Supplied material
------------------------------

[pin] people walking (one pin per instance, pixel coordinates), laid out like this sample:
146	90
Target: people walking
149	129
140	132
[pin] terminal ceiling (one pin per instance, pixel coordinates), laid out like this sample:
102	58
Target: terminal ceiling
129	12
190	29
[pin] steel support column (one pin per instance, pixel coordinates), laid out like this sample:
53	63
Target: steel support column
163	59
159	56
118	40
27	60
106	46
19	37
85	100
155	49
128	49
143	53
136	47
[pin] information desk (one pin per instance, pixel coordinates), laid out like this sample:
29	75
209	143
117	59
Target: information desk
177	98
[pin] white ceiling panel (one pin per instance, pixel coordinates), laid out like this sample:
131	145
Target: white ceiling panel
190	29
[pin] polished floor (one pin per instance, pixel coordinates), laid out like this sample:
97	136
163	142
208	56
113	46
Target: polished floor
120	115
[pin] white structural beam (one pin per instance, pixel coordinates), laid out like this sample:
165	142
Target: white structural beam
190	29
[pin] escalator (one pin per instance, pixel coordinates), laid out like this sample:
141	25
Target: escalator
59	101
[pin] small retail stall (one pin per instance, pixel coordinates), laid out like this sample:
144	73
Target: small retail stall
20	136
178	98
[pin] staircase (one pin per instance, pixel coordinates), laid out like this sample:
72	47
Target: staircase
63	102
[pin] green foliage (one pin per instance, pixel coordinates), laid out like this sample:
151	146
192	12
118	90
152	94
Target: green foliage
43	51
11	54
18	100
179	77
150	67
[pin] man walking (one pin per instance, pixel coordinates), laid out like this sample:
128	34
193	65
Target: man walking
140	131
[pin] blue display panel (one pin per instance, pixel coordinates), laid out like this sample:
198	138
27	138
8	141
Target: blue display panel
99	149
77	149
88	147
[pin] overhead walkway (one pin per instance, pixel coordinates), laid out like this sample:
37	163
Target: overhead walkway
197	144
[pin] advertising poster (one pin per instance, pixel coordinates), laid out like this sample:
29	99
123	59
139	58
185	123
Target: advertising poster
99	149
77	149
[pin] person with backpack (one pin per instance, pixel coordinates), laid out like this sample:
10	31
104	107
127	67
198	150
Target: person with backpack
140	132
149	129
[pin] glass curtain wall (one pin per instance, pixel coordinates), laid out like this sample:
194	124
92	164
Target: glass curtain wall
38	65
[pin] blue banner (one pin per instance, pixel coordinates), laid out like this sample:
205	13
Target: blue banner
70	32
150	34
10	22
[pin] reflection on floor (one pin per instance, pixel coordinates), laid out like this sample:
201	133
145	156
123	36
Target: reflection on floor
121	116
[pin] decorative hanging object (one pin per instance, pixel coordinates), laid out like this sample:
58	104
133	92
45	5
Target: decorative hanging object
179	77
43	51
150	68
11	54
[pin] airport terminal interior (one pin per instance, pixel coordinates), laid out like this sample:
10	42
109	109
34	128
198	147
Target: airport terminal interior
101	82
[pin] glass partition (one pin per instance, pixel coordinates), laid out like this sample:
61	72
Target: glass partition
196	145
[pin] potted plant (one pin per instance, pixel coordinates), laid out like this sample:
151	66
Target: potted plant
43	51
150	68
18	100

------------------------------

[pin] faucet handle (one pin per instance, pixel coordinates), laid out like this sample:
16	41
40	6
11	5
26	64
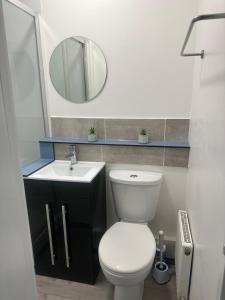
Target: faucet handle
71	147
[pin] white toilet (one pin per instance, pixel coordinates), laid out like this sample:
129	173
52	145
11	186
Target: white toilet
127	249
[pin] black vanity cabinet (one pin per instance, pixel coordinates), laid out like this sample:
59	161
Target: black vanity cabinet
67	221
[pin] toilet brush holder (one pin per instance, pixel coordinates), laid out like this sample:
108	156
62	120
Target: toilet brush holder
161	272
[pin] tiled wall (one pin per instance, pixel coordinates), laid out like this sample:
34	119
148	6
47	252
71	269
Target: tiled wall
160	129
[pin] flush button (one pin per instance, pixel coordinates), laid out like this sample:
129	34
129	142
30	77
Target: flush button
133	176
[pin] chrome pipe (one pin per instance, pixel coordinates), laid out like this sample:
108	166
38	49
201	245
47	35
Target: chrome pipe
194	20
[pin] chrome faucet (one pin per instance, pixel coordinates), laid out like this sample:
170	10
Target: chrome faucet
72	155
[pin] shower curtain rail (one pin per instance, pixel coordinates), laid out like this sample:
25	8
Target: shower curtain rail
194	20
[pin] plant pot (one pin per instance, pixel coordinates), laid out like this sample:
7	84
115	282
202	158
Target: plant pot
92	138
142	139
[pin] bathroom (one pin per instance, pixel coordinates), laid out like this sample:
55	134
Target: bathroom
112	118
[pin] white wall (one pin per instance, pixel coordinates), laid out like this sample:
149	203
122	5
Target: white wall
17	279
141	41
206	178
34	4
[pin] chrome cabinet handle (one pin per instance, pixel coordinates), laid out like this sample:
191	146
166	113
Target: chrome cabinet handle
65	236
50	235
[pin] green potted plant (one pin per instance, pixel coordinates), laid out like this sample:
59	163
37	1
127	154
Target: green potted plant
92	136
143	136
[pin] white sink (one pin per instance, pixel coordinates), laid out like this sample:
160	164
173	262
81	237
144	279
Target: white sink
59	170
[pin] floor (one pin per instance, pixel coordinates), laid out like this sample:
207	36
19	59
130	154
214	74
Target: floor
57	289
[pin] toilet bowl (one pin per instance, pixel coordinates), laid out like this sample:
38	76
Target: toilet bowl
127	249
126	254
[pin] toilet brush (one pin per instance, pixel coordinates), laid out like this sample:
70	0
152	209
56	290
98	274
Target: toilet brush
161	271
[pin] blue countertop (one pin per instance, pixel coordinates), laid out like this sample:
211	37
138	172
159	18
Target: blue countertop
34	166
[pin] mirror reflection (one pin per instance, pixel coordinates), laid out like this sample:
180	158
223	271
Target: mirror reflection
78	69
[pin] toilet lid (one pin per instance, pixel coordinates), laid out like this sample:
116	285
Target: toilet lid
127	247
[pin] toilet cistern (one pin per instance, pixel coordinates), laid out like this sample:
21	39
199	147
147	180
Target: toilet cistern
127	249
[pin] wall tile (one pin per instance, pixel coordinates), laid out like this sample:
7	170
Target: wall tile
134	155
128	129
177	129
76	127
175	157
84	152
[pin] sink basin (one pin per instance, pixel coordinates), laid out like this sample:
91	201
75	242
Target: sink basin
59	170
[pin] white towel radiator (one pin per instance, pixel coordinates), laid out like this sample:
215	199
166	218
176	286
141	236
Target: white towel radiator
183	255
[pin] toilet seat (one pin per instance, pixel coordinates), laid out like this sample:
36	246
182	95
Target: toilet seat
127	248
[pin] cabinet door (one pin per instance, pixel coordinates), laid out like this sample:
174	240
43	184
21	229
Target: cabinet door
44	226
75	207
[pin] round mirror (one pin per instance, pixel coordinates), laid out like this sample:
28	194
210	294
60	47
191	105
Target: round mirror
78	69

------------------------------

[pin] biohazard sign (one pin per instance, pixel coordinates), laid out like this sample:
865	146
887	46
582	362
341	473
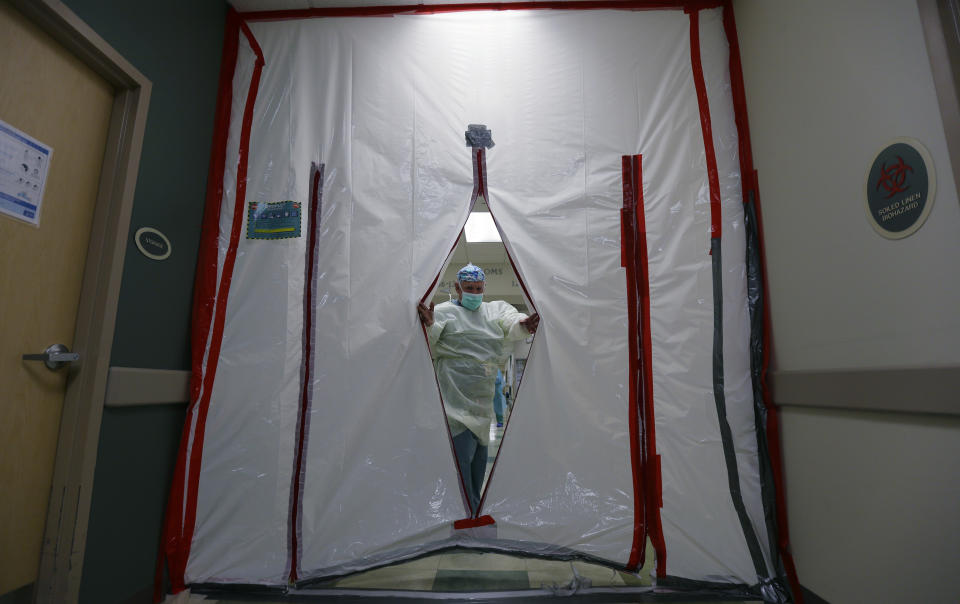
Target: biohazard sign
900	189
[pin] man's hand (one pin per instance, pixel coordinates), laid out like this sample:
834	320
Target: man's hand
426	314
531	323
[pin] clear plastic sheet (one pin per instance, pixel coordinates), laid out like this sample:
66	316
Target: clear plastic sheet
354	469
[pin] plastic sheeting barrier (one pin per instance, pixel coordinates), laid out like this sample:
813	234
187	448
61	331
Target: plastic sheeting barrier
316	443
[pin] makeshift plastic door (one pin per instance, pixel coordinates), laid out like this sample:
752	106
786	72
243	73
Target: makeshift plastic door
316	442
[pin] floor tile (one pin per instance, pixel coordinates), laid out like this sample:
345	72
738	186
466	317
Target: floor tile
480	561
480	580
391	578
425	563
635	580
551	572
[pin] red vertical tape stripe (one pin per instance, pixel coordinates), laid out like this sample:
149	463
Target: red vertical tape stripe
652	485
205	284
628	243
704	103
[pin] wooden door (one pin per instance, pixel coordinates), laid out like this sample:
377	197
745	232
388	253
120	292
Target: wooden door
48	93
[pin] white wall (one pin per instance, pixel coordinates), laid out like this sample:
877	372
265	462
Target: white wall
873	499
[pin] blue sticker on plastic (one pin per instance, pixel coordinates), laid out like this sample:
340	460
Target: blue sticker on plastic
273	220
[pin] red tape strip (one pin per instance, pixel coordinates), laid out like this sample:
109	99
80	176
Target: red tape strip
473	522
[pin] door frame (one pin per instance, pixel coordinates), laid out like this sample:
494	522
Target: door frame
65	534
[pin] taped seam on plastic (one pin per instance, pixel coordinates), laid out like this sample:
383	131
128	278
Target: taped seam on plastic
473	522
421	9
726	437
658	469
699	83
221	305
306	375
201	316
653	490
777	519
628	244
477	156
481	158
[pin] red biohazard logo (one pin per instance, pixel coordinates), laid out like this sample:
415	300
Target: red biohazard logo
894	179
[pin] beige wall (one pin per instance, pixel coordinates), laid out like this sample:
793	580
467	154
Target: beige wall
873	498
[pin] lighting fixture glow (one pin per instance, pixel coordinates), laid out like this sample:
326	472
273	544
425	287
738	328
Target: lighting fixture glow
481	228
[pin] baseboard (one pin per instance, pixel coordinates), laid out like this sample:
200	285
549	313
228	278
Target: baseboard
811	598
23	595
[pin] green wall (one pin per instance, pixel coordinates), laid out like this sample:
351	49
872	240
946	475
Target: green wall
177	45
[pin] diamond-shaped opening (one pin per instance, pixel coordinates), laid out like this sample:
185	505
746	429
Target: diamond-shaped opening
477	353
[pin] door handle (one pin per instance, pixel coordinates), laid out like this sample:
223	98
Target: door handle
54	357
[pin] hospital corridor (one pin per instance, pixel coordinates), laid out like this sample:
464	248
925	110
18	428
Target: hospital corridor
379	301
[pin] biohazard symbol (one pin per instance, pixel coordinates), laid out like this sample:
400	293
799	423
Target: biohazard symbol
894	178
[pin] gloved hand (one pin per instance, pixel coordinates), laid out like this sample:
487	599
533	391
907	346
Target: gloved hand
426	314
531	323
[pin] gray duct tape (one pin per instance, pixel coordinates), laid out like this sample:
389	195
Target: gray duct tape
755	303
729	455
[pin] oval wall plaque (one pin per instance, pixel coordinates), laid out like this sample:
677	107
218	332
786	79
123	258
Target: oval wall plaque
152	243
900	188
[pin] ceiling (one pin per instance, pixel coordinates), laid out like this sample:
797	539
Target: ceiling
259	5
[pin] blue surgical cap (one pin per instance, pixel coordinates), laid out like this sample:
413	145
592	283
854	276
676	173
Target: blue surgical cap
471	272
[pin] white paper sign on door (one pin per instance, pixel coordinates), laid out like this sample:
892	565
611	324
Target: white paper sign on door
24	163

------------------------------

What is needed
With the line that has "Target: blue sticker on plastic" as the first and the line that has "[pin] door frame" as the last, repeat exactly that run of lines above and no more.

Result of the task
Target: blue sticker on plastic
273	220
[pin] red tape strip (one pin per instance, pixel coordinates), laid out like this sample:
109	99
80	176
Target: red tape strip
473	522
[pin] door frame (one pin per instance, pixel coordinates), laid out like this sample:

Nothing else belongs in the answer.